**** ITEMS ****

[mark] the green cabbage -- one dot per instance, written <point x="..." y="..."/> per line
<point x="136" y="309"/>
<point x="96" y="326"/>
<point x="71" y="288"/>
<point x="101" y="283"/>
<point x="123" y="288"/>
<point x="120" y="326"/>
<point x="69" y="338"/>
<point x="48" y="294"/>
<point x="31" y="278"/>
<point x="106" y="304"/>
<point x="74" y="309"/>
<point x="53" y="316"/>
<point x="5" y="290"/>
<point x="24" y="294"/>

****

WRITTEN TASK –
Shift every point in the entries above by -19: write out all lines again in full, including the first, and subtract 19 from each x and y coordinate in the point lines.

FULL ANSWER –
[mark] the green cabbage -- one dot per instance, written <point x="..." y="..."/> per line
<point x="117" y="290"/>
<point x="77" y="307"/>
<point x="52" y="269"/>
<point x="82" y="264"/>
<point x="104" y="269"/>
<point x="101" y="307"/>
<point x="50" y="319"/>
<point x="29" y="275"/>
<point x="12" y="259"/>
<point x="87" y="285"/>
<point x="55" y="290"/>
<point x="34" y="297"/>
<point x="-14" y="271"/>
<point x="5" y="275"/>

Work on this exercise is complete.